─── Selected excerpt

4.2.2. Cross Center Training

One of the limitations of deep learning application in dentistry is the uncertainty about the generalizability of the models. Limited generalizability may be related to differences in terms of population characteristics such as dental status, and image characteristics such as differences in data generation protocols involved. Thus, understanding the reasons behind generalizability limitations will help in formulating strategies to mitigate generalizability problems. Further research should be focused on employing cross-center training [75] to increase the generalizability of deep learning-based models.

4.2.3. Robotics in Dentistry

Similar to other fields, dentistry is also moving forward toward a new era of data-driven medicine assisted by robots. Robotic dental assistance [76] has the potential to be applied to different fields including orthodontics, implant dentistry, and prosthodontics. To improve the applicability of AI in dentistry, more flexible systems are needed to reach human-level performance and further improve the reliability of AI-based models in clinical practice.

4.2.4. Virtual Reality and Augmented Reality

For practicing safe and efficient dentistry and gaining simultaneous feedback, virtual reality (VR) can be adopted. To generate clinical information that can be visualized by patients, augmented reality (AR) can be adopted. The use of AR and VR is increasing gradually, and there is a limited number of studies that assessed their use [77]. From providing better visualization to reducing operative time and improving patient consultation and providing promising treatment outcomes, AR and VR have the potential to enable researchers in developing high-quality tools for clinical practice. Clinicians can make use of AR to enable patients to visualize expected outcomes before undergoing the procedure. AR and VR can be employed to provide improved dental education by enhancing students’ learning experiences during pre-clinical training [78].

──────
─── Supplied data

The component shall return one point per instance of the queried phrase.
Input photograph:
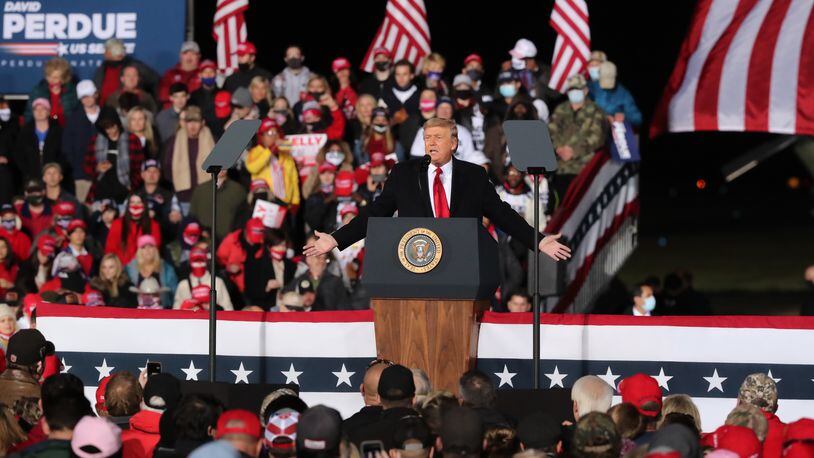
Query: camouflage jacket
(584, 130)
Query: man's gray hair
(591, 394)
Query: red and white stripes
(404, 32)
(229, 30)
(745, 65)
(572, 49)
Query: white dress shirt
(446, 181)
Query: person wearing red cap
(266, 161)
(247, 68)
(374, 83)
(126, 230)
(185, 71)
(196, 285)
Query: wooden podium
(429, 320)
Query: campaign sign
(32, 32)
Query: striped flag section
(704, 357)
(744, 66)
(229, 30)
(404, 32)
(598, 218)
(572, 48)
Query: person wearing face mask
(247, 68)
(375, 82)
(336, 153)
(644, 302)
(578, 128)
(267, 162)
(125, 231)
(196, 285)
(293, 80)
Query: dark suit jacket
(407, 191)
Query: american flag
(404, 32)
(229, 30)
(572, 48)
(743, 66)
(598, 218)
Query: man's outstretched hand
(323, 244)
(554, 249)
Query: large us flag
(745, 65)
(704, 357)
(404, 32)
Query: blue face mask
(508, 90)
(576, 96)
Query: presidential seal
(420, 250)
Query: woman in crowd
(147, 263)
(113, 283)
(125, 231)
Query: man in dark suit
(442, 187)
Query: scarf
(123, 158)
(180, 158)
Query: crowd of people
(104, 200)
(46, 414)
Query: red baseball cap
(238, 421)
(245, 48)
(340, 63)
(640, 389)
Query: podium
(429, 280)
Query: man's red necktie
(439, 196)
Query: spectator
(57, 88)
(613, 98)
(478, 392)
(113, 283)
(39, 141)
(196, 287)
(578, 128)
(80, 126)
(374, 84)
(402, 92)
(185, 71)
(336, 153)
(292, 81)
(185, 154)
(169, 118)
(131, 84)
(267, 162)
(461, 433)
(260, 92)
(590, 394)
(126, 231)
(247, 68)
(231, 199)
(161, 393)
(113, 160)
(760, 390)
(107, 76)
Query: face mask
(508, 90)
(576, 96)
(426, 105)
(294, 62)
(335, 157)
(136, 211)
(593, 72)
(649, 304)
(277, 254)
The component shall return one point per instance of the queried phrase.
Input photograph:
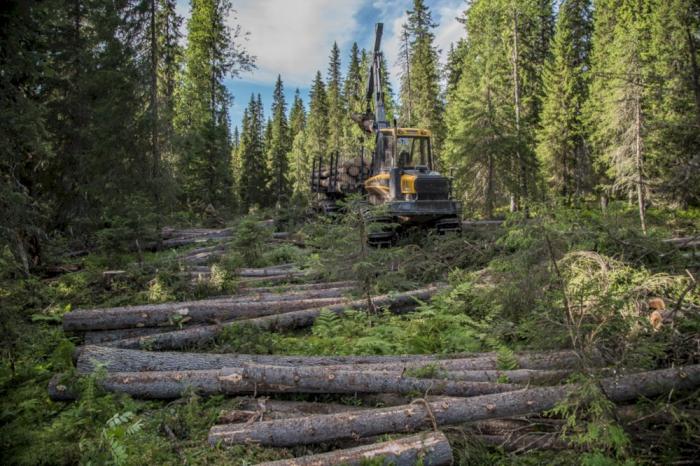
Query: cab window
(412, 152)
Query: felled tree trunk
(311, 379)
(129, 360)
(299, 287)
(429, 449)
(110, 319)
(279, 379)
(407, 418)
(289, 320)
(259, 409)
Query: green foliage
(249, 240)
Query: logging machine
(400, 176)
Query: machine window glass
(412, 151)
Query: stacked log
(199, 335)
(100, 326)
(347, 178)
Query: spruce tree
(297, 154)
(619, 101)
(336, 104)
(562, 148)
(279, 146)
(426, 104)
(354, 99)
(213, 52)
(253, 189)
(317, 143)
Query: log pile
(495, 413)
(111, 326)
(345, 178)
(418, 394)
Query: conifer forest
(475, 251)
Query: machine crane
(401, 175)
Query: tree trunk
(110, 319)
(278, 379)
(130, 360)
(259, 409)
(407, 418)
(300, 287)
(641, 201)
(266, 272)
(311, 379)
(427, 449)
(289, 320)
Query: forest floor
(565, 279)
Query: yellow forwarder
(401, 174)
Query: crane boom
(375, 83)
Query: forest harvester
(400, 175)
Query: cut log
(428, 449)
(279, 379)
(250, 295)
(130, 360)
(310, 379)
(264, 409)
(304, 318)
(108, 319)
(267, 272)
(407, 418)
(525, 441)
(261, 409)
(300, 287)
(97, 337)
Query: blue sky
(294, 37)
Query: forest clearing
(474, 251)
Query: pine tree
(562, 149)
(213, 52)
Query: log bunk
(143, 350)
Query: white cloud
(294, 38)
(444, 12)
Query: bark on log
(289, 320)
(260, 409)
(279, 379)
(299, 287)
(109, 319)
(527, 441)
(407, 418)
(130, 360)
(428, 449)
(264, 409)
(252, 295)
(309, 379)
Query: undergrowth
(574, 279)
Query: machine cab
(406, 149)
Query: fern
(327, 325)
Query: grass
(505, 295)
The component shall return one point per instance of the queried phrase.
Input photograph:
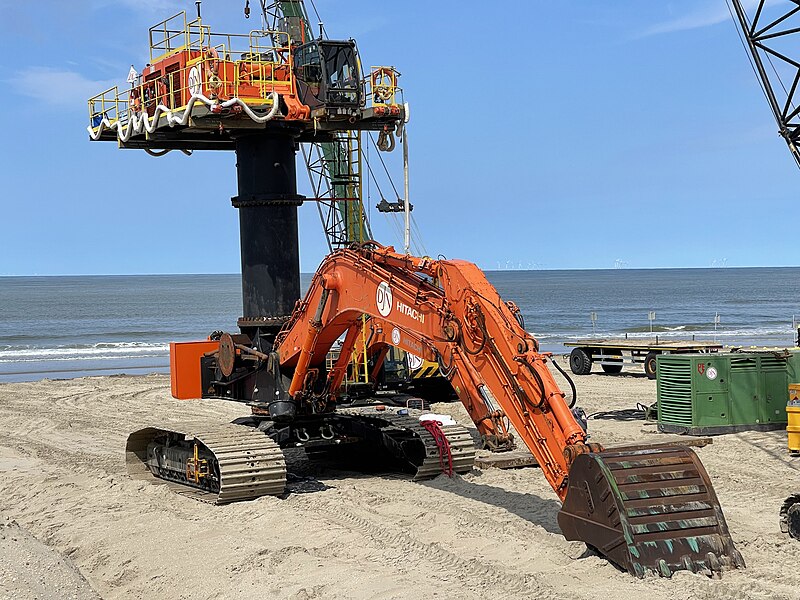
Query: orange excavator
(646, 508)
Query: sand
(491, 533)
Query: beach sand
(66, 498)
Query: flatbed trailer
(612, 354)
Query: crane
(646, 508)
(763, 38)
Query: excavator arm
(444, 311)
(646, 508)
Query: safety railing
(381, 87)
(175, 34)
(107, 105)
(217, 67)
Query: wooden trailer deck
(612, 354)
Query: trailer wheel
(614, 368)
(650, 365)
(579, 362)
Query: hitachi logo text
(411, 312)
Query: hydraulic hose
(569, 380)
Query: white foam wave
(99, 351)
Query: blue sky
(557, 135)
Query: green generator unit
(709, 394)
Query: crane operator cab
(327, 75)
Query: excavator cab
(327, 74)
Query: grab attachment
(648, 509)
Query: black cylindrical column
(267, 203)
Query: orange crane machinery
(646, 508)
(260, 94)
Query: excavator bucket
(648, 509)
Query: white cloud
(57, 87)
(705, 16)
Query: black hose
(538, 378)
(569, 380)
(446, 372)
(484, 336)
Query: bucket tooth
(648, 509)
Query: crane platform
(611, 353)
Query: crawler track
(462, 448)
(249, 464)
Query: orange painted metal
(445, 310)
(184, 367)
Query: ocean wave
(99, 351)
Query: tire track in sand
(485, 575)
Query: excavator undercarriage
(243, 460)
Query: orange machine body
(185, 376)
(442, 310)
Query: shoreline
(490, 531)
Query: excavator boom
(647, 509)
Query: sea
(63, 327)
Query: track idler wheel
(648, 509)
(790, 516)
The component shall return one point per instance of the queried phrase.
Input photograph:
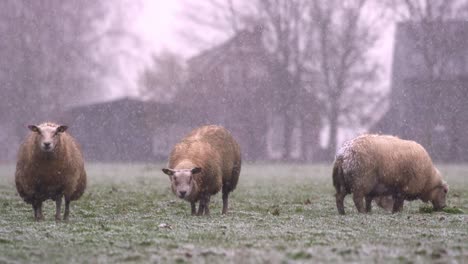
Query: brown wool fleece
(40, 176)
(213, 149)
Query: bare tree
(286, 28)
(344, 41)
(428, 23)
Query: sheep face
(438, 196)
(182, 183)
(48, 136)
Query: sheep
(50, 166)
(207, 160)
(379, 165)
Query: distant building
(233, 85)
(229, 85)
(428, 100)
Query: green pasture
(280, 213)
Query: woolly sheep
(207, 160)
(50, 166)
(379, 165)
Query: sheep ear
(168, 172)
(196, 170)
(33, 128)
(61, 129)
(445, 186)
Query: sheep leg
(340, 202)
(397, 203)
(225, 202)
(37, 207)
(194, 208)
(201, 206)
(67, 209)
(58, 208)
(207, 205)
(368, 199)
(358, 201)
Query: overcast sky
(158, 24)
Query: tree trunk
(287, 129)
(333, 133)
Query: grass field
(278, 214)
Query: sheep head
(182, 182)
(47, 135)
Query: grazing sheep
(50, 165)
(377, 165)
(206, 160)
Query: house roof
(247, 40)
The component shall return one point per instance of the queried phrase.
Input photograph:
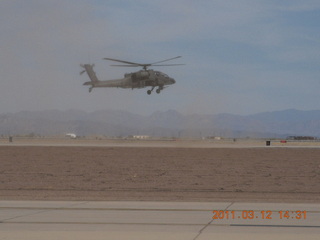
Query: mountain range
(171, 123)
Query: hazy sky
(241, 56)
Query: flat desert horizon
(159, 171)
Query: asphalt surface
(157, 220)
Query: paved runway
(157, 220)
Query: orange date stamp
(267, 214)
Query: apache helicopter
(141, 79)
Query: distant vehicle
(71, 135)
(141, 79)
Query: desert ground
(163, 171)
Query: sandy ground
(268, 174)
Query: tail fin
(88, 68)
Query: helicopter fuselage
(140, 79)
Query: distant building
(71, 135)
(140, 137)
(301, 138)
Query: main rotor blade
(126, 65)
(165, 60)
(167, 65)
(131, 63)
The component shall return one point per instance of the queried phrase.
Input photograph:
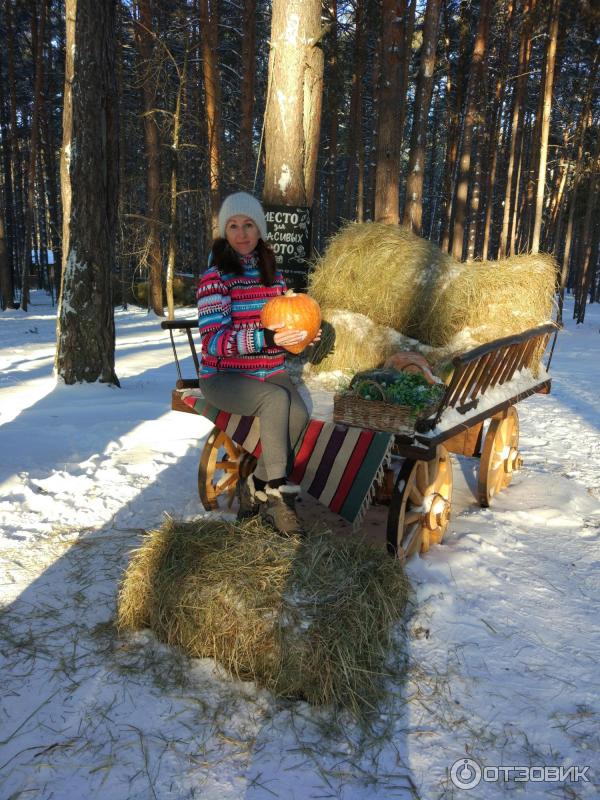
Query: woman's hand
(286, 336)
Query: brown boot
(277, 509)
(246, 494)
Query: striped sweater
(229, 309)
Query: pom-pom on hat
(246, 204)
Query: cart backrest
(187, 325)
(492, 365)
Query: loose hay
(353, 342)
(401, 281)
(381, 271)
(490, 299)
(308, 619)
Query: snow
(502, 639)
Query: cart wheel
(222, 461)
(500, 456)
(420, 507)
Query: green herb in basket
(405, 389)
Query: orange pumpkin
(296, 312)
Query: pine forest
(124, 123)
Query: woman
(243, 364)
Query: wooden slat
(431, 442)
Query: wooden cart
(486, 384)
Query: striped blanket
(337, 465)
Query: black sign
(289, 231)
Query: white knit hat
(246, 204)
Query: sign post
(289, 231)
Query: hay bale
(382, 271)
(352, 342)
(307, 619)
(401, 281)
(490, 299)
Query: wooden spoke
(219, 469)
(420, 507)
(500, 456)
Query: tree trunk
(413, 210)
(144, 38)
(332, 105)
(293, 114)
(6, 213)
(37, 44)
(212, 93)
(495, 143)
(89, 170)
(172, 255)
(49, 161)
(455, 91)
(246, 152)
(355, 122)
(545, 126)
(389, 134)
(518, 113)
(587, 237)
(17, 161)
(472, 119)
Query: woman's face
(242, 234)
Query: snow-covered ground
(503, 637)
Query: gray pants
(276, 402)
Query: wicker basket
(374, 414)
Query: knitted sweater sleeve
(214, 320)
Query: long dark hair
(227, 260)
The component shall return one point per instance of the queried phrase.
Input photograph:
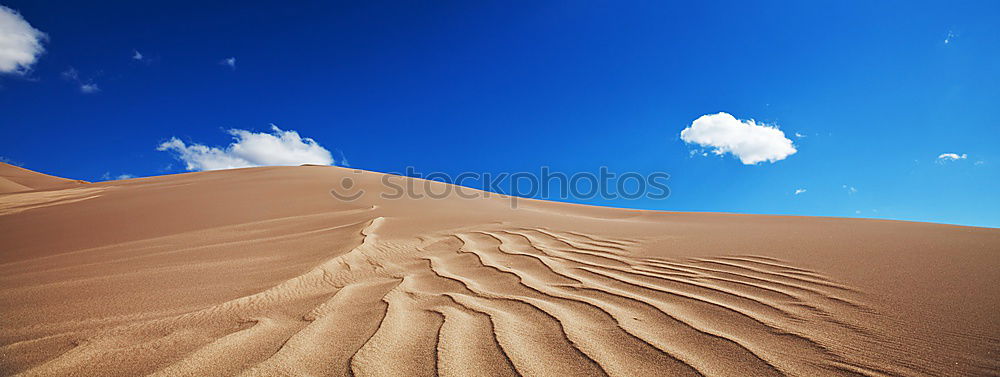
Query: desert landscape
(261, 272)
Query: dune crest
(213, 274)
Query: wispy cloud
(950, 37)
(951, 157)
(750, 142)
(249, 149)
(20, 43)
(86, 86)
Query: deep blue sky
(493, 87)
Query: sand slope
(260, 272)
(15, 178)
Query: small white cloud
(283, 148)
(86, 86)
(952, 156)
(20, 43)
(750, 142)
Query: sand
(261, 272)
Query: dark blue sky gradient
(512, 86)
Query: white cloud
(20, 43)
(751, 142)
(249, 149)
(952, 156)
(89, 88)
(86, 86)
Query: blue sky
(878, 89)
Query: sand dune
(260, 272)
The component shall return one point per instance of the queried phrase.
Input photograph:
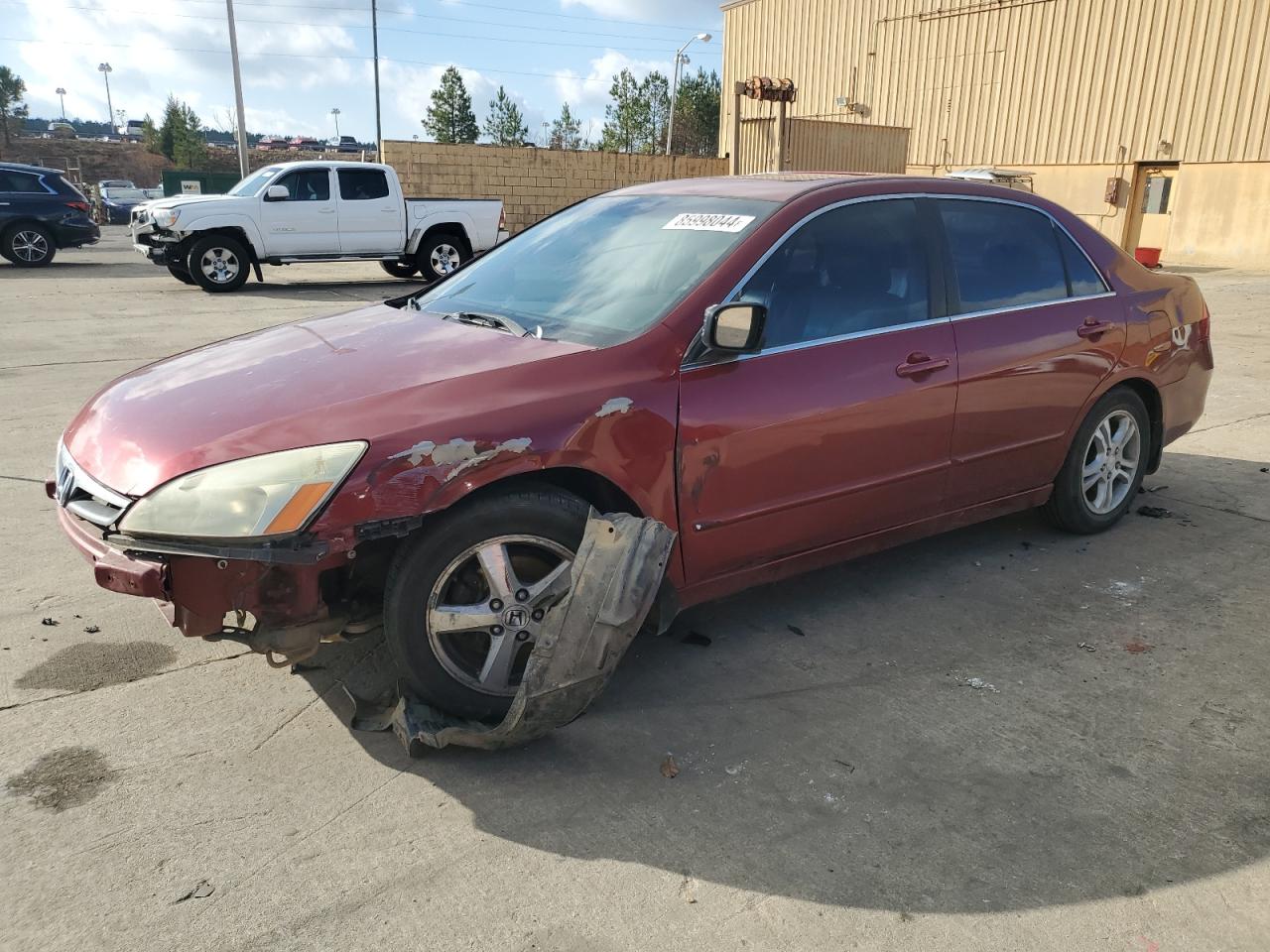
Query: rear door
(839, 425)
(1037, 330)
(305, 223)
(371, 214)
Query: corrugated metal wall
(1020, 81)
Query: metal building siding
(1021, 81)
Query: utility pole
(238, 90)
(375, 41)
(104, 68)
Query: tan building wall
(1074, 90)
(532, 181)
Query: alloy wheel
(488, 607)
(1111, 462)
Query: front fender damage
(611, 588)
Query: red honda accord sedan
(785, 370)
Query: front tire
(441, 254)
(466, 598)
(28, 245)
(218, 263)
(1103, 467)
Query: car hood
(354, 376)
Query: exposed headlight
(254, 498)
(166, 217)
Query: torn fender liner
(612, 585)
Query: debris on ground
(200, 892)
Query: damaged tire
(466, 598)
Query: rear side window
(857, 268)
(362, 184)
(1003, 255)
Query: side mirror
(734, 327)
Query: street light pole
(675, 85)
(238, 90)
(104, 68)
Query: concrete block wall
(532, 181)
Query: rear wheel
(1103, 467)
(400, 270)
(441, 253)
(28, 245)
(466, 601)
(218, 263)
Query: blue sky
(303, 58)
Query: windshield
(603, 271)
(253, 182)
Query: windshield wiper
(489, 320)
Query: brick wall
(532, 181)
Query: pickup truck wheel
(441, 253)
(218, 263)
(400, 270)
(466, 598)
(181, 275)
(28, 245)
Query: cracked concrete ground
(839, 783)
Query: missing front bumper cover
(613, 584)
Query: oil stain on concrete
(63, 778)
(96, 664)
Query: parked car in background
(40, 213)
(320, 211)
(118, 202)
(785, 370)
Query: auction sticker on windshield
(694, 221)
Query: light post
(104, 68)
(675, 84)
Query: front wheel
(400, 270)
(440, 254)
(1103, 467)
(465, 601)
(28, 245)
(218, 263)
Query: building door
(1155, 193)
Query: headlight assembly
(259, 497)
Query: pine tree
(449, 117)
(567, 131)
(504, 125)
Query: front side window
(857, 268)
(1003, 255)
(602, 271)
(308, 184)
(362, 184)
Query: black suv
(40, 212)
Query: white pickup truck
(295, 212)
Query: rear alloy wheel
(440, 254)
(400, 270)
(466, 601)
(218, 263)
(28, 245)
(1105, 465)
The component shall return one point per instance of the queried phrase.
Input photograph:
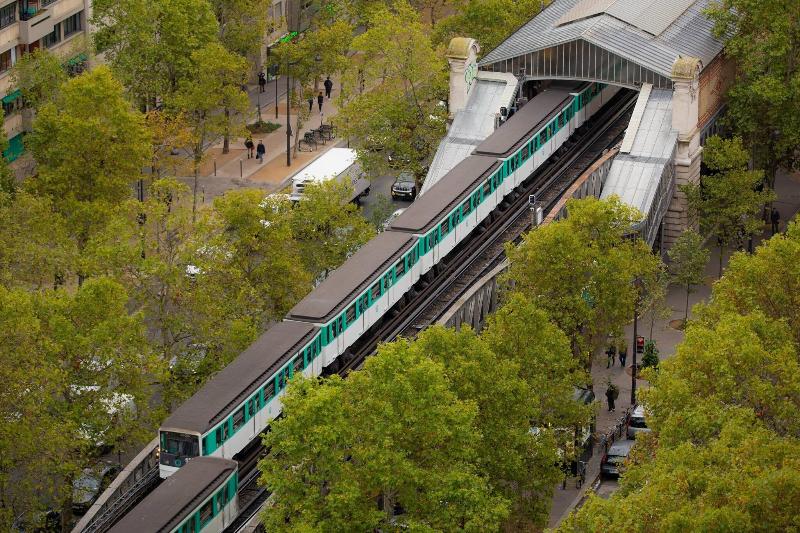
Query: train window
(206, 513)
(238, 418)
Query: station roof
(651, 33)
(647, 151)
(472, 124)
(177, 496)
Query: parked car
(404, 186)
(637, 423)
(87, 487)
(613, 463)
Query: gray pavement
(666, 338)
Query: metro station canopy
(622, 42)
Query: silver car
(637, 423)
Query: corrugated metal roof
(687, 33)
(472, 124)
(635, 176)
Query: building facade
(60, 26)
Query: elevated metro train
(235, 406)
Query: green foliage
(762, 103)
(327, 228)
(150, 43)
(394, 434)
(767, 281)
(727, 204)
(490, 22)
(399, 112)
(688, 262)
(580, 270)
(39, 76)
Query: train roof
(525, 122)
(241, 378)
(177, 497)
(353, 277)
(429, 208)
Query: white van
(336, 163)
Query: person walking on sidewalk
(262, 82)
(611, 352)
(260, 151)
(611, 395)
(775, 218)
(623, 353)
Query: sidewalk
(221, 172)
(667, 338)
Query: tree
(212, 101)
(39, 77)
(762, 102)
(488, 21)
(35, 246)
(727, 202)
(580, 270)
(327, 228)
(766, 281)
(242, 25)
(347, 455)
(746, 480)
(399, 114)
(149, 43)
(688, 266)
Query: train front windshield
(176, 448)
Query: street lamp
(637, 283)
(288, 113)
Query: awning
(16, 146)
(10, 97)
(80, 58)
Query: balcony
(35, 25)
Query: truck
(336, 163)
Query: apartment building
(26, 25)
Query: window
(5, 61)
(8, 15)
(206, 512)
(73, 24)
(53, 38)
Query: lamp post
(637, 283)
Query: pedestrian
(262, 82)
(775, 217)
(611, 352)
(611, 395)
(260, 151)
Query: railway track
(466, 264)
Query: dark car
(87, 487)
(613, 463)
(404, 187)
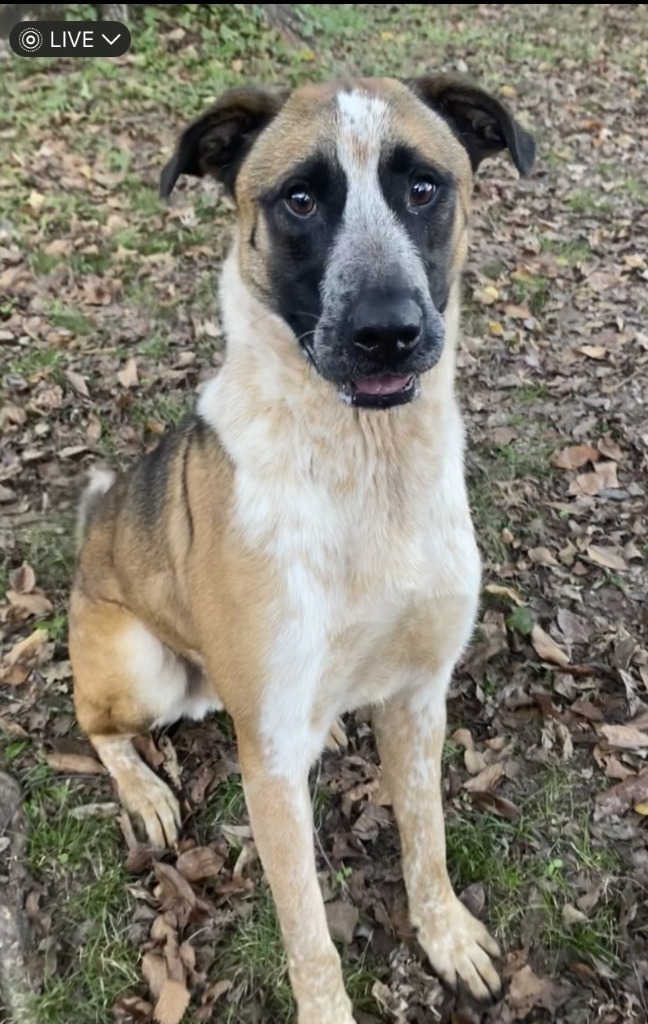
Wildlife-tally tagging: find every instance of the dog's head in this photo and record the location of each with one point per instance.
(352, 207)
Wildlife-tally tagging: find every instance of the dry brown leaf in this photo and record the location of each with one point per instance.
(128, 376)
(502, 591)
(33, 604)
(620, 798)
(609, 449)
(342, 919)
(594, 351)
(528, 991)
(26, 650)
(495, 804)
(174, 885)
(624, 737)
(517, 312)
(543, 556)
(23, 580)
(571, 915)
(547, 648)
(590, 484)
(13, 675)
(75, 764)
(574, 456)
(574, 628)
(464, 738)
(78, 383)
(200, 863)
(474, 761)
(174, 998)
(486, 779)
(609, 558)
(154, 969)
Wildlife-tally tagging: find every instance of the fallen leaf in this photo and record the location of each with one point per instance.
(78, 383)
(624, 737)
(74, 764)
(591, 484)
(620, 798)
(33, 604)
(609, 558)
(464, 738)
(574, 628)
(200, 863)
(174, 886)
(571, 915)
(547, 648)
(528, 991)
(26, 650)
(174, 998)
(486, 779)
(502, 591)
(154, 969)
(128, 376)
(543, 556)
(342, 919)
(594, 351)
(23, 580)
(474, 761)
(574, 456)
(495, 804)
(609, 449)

──────

Write the next part of the excerpt on future directions for AI in dentistry, picking up after its final sentence. Nothing in the listing is needed for this work.

== Task response ==
5. Discussion and Conclusion

It is suggested that the AI-based systems developed in recent years possess the potential to be employed in different fields of dentistry to help dental clinicians and practitioners in making precise diagnoses and providing accurate recommendations. However, AI is still unlikely to replace the dentist-patient relationship in the foreseeable future as humane elements are also of utmost importance in decision-making to manage dental care. The AI technologies are intended to support dental clinicians in reducing misdiagnosis and work synergistically with the unique abilities of dentists to provide enhanced, accessible care by taking away routine parts of dentists’ work.

Artificial intelligence has contributed substantially to different subfields of dentistry over the past decade. This review discusses numerous applications of AI in periodontology, endodontics, orthodontics, restorative dentistry, and oral pathology including studies incorporating deep learning to effectively diagnose dental disease and plan treatments. However, the current evidence of AI is still sparse due to limitations in terms of dataset availability, size, performance, and generalizability. This study highlights the limitations of the relevant studies and provides future directions which may have a positive impact on the future application of AI-based networks within dentistry. This review indicates that more flexible systems are needed to reach human-level performance and increase the reliability of AI-based clinical decision support systems in dental practice.